→ **Dataset rows**
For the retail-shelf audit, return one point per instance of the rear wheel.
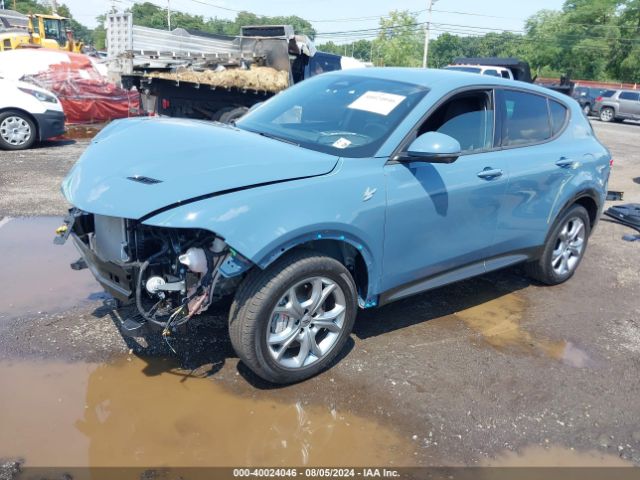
(288, 322)
(17, 130)
(564, 248)
(607, 114)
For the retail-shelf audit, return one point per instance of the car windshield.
(344, 115)
(465, 69)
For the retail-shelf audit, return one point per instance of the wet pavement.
(142, 412)
(36, 277)
(494, 370)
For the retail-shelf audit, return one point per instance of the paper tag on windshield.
(377, 102)
(341, 143)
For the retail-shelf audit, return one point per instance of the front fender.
(264, 222)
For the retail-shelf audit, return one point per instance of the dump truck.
(192, 74)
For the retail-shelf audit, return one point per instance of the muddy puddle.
(556, 456)
(498, 321)
(35, 275)
(137, 412)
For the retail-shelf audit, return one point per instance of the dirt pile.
(257, 78)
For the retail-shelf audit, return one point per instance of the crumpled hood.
(183, 159)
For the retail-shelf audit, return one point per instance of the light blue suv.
(352, 189)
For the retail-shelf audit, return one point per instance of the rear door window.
(525, 118)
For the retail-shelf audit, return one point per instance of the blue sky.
(511, 13)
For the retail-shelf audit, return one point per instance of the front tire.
(17, 131)
(288, 322)
(564, 248)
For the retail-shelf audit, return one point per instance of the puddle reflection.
(35, 275)
(498, 321)
(133, 413)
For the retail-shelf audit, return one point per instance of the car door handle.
(565, 162)
(490, 173)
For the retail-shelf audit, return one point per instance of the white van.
(27, 114)
(482, 70)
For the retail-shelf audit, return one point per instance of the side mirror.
(434, 147)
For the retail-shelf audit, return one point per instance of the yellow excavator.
(36, 30)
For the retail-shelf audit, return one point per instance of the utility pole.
(425, 56)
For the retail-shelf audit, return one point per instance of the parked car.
(586, 97)
(351, 189)
(27, 114)
(618, 105)
(492, 71)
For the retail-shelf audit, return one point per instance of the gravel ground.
(467, 372)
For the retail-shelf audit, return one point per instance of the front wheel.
(564, 248)
(288, 322)
(17, 131)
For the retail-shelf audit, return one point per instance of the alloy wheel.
(306, 323)
(15, 131)
(569, 246)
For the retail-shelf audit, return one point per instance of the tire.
(564, 247)
(256, 328)
(17, 130)
(232, 115)
(607, 114)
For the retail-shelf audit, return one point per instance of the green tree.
(400, 41)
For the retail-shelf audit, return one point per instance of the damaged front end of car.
(169, 274)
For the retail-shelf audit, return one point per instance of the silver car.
(618, 105)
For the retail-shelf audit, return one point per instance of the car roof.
(444, 80)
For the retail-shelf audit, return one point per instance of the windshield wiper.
(280, 139)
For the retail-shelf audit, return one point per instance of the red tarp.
(85, 94)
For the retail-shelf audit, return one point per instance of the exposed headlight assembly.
(43, 97)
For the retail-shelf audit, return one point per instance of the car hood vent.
(143, 179)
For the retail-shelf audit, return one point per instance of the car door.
(442, 217)
(539, 164)
(630, 104)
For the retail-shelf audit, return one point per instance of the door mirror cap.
(434, 147)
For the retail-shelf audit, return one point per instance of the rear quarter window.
(525, 118)
(629, 96)
(558, 114)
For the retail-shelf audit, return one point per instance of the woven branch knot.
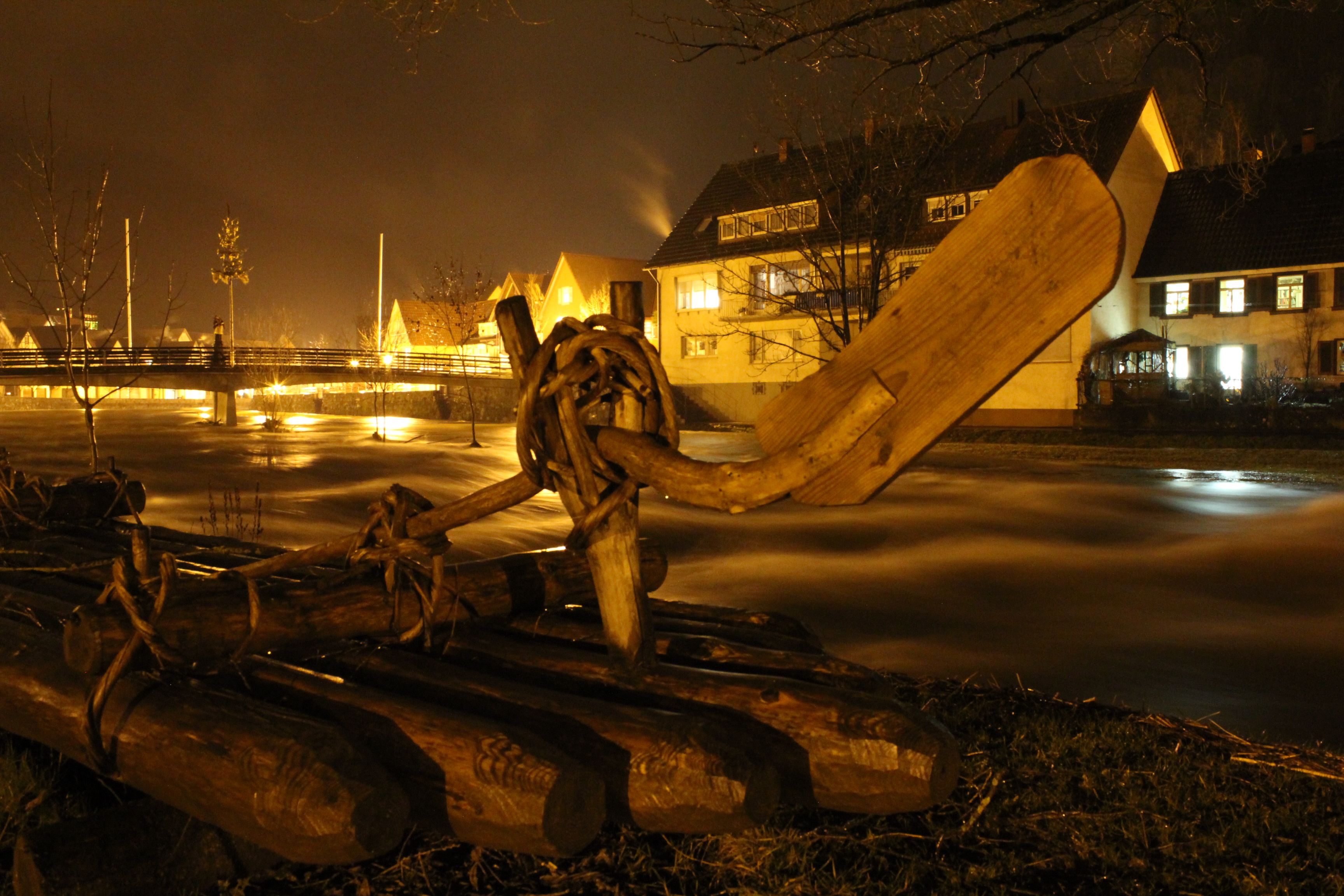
(580, 370)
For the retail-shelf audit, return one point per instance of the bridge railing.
(205, 358)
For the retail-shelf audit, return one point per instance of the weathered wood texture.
(280, 780)
(709, 652)
(625, 614)
(492, 499)
(664, 772)
(210, 620)
(139, 849)
(864, 754)
(737, 487)
(484, 782)
(745, 623)
(1011, 277)
(86, 497)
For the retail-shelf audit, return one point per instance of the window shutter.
(1203, 298)
(1260, 293)
(1250, 362)
(1328, 350)
(1312, 290)
(1156, 300)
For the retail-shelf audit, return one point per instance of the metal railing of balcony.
(203, 358)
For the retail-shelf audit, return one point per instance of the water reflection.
(1183, 590)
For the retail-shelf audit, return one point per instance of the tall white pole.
(130, 331)
(380, 338)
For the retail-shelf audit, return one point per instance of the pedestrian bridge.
(214, 370)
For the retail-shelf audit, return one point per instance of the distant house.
(440, 328)
(737, 242)
(580, 288)
(1246, 275)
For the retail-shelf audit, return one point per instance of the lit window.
(1232, 296)
(773, 281)
(769, 221)
(954, 206)
(698, 290)
(1178, 299)
(1181, 366)
(699, 346)
(1230, 366)
(1291, 292)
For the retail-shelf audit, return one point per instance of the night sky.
(511, 144)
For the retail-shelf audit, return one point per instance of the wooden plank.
(664, 772)
(1008, 280)
(484, 782)
(863, 753)
(710, 652)
(209, 618)
(283, 781)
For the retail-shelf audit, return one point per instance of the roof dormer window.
(780, 219)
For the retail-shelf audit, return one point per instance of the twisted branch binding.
(576, 369)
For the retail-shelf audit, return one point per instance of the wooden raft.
(316, 704)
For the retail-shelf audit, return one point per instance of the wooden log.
(487, 784)
(866, 754)
(1018, 272)
(210, 620)
(709, 652)
(625, 616)
(761, 628)
(737, 487)
(138, 849)
(613, 547)
(85, 497)
(492, 499)
(664, 772)
(283, 781)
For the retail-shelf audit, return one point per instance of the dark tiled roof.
(1295, 221)
(980, 156)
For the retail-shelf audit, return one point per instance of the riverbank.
(1057, 797)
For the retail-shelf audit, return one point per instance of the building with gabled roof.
(1245, 269)
(749, 230)
(580, 288)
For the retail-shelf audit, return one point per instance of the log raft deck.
(313, 704)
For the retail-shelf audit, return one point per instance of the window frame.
(705, 277)
(1302, 305)
(1222, 292)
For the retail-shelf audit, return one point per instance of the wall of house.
(1050, 382)
(729, 386)
(1277, 335)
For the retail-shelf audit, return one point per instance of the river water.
(1194, 593)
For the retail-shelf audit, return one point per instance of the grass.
(1057, 797)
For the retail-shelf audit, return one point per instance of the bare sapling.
(457, 305)
(73, 272)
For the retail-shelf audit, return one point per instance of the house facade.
(738, 277)
(580, 287)
(1245, 271)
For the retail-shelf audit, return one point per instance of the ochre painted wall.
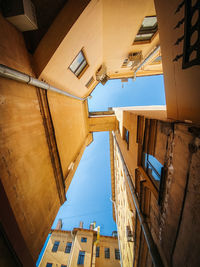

→ **TASK PROMPT**
Output every line of the listing above as a Markdown table with the columns No. and Line, numbering the rows in order. Leave out blank lines and the pictures.

→ **FINAL RESULT**
| No. | Line |
|---|---|
| 1 | For the retail-shelf audit, return one point per instance of the rear wheel. |
| 2 | (288, 322) |
| 3 | (17, 130) |
| 4 | (564, 248) |
| 5 | (607, 114) |
| 6 | For the retail-shelf audit, return one point per instance of the car windshield. |
| 7 | (344, 115) |
| 8 | (465, 69) |
| 9 | For the retail-shelf audit, return one point per instance of the wet pavement. |
| 10 | (142, 412) |
| 11 | (36, 277) |
| 12 | (494, 370) |
| 13 | For the retail-shelf audit, return one point per instance of the paper tag on windshield. |
| 14 | (377, 102) |
| 15 | (341, 143) |
| 16 | For the retail-shelf audit, return one point per instance of the front fender. |
| 17 | (264, 222) |
| 18 | For the retail-shelf audit, return one point per instance of the dump truck. |
| 19 | (192, 74) |
| 20 | For the retail-shelf audit, return one point per instance of the muddy puddle. |
| 21 | (556, 456) |
| 22 | (498, 321) |
| 23 | (35, 275) |
| 24 | (137, 412) |
| 25 | For the retail-shelf audit, return one point per instance of the dirt pile. |
| 26 | (257, 78) |
| 27 | For the retail-shelf audit, return one point per instance of the crumpled hood. |
| 28 | (183, 159) |
| 29 | For the retail-shelf audit, return one point per instance of the light blue suv. |
| 30 | (352, 189) |
| 31 | For the retail-shelf audit, return one point per instance of the rear door window. |
| 32 | (525, 118) |
| 33 | For the retail-shelf audit, return one point per instance of the blue sky. |
| 34 | (511, 13) |
| 35 | For the retail-shelf audit, return one point per instance of the front tire. |
| 36 | (17, 131) |
| 37 | (288, 322) |
| 38 | (564, 248) |
| 39 | For the retail-shelf audit, return one point per instance of the puddle reflection. |
| 40 | (35, 275) |
| 41 | (498, 321) |
| 42 | (133, 413) |
| 43 | For the retail-shelf audit, return one point per instance of the car door handle. |
| 44 | (565, 162) |
| 45 | (490, 173) |
| 46 | For the retail-shelf audit, return one point per instance of the white van. |
| 47 | (27, 114) |
| 48 | (482, 70) |
| 49 | For the retail-shelf audit, return one point per instance of the side mirror. |
| 50 | (434, 147) |
| 51 | For the retail-shelf audit, return one point per instance of the yellow excavator. |
| 52 | (36, 30) |
| 53 | For the retail-shelf audit, return one point per instance of the utility pole. |
| 54 | (425, 56) |
| 55 | For the retail-shelf audit, return one point per instance of the parked car. |
| 56 | (586, 97) |
| 57 | (351, 189) |
| 58 | (27, 114) |
| 59 | (618, 105) |
| 60 | (492, 71) |
| 61 | For the retail-shelf audit, return one point per instance of the gravel ground. |
| 62 | (467, 372) |
| 63 | For the retail-shelf audit, return one point per instance of the front wheel. |
| 64 | (564, 248) |
| 65 | (288, 322) |
| 66 | (17, 131) |
| 67 | For the retail-shelf audit, return one point per instance of the alloy wheel. |
| 68 | (306, 323) |
| 69 | (15, 131) |
| 70 | (569, 246) |
| 71 | For the retail-shelf audit, return one point per instance of the tire. |
| 72 | (564, 247) |
| 73 | (256, 328) |
| 74 | (17, 130) |
| 75 | (232, 115) |
| 76 | (607, 114) |
| 77 | For the retail-shelf audit, return one point per instance of the green tree. |
| 78 | (400, 41) |
| 79 | For the retail-shelf audit, return one point per instance of the damaged front end of car. |
| 80 | (169, 274) |
| 81 | For the retail-shelf audit, return one point per instance of the silver car. |
| 82 | (618, 105) |
| 83 | For the retail-shelf audit, return one point per instance of the car roof. |
| 84 | (444, 80) |
| 85 | For the retail-shelf audit, return one point per instance of the windshield wiper. |
| 86 | (280, 139) |
| 87 | For the retail-shelf audit, return one point per instance of the red tarp. |
| 88 | (85, 94) |
| 89 | For the retail-shelf audit, return one point per instance of the exposed headlight assembly. |
| 90 | (43, 97) |
| 91 | For the retail-shelf audit, return one point per instance of the car hood vent. |
| 92 | (143, 179) |
| 93 | For the retail-shelf audit, return one point per instance of the car door. |
| 94 | (442, 217) |
| 95 | (539, 164) |
| 96 | (630, 104) |
| 97 | For the retail-shelf audit, return one point per instance of the door mirror cap. |
| 98 | (434, 147) |
| 99 | For the retail-shelf audit, return one point per instance of the rear quarter window. |
| 100 | (525, 118) |
| 101 | (629, 96) |
| 102 | (558, 114) |
| 103 | For the retail-shelf audit, return one point per instance of the woven branch knot. |
| 104 | (580, 370) |
| 105 | For the retail-shelf audit, return one point per instance of the bridge railing. |
| 106 | (205, 358) |
| 107 | For the retail-shelf audit, return one point per instance of the weathered wood texture. |
| 108 | (280, 780) |
| 109 | (709, 652) |
| 110 | (625, 614) |
| 111 | (492, 499) |
| 112 | (664, 772) |
| 113 | (210, 620) |
| 114 | (139, 849) |
| 115 | (864, 754) |
| 116 | (737, 487) |
| 117 | (484, 782) |
| 118 | (745, 623) |
| 119 | (1011, 277) |
| 120 | (86, 497) |
| 121 | For the retail-shelf audit, return one point per instance of the window shutter. |
| 122 | (1203, 298) |
| 123 | (1260, 293) |
| 124 | (1250, 362) |
| 125 | (1328, 350) |
| 126 | (1312, 290) |
| 127 | (1156, 300) |
| 128 | For the retail-shelf audit, return one point per instance of the metal railing of balcony. |
| 129 | (203, 358) |
| 130 | For the retail-shelf audit, return one point per instance of the water reflection. |
| 131 | (1183, 590) |
| 132 | For the retail-shelf audit, return one point per instance of the tall white pole. |
| 133 | (130, 331) |
| 134 | (380, 338) |
| 135 | For the retail-shelf audit, return one point per instance of the pedestrian bridge. |
| 136 | (214, 370) |
| 137 | For the retail-shelf audit, return one point per instance of the distant house. |
| 138 | (440, 328) |
| 139 | (737, 242) |
| 140 | (580, 288) |
| 141 | (1246, 275) |
| 142 | For the retail-shelf audit, return one point per instance of the lit window. |
| 143 | (1232, 296) |
| 144 | (773, 281) |
| 145 | (769, 221) |
| 146 | (954, 206) |
| 147 | (698, 290) |
| 148 | (1178, 299) |
| 149 | (1181, 366) |
| 150 | (699, 346) |
| 151 | (1230, 366) |
| 152 | (1291, 292) |
| 153 | For the retail-shelf audit, return one point per instance of the night sky. |
| 154 | (511, 144) |
| 155 | For the retail-shelf audit, return one point per instance of the wooden plank. |
| 156 | (664, 772) |
| 157 | (1008, 280) |
| 158 | (484, 782) |
| 159 | (863, 753) |
| 160 | (710, 652) |
| 161 | (209, 618) |
| 162 | (283, 781) |
| 163 | For the retail-shelf audit, return one point per instance of the roof dormer window. |
| 164 | (780, 219) |
| 165 | For the retail-shelf audit, return one point per instance of the twisted branch binding. |
| 166 | (576, 369) |
| 167 | For the retail-shelf audit, return one point per instance of the wooden raft. |
| 168 | (316, 704) |
| 169 | For the retail-shelf audit, return one point per instance of the wooden log. |
| 170 | (487, 784) |
| 171 | (866, 754) |
| 172 | (1018, 272) |
| 173 | (210, 620) |
| 174 | (709, 652) |
| 175 | (625, 616) |
| 176 | (761, 628) |
| 177 | (737, 487) |
| 178 | (138, 849) |
| 179 | (613, 547) |
| 180 | (85, 497) |
| 181 | (492, 499) |
| 182 | (664, 772) |
| 183 | (283, 781) |
| 184 | For the retail-shelf audit, return one point per instance of the dark tiled roof. |
| 185 | (1295, 221) |
| 186 | (980, 156) |
| 187 | For the retail-shelf audit, return one point per instance of the riverbank. |
| 188 | (1057, 797) |
| 189 | For the retail-shelf audit, return one point per instance of the building with gabled roof. |
| 190 | (1245, 269) |
| 191 | (749, 230) |
| 192 | (580, 288) |
| 193 | For the retail-shelf audit, return one point per instance of the log raft deck. |
| 194 | (313, 704) |
| 195 | For the retail-shelf audit, return one point per instance of the window frame. |
| 196 | (705, 277) |
| 197 | (1302, 305) |
| 198 | (1222, 292) |
| 199 | For the retail-shelf audit, return one point per instance of the wall of house. |
| 200 | (1050, 382) |
| 201 | (729, 386) |
| 202 | (1277, 335) |
| 203 | For the retail-shelf audit, return one point per instance of the river water. |
| 204 | (1194, 593) |
| 205 | For the retail-shelf audit, return one point per instance of the grass. |
| 206 | (1057, 797) |
| 207 | For the retail-shelf audit, return one point per instance of the bare sapling. |
| 208 | (457, 305) |
| 209 | (73, 272) |
| 210 | For the retail-shelf audit, return one point per instance of the house facade. |
| 211 | (738, 277) |
| 212 | (580, 287) |
| 213 | (1245, 271) |
| 214 | For the retail-shelf audit, return one point per instance of the ochre painted wall. |